> **WHAT YOU WILL DO**:
Below are some records; give them all again exactly, but not the pictures.

> **WORKING DATA**:
____

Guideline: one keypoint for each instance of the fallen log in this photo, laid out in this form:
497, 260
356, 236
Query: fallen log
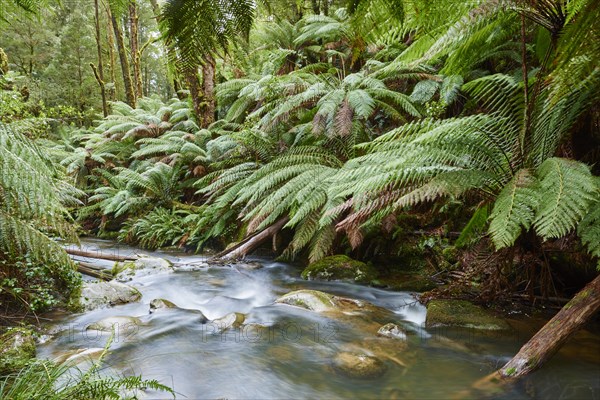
93, 271
249, 244
544, 344
99, 255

____

> **TASK OUTPUT**:
Guideline: one keypoint for each instance of the fallen log in this photo, laid out in this form:
497, 260
356, 236
Query: fallen log
93, 271
249, 244
544, 344
99, 255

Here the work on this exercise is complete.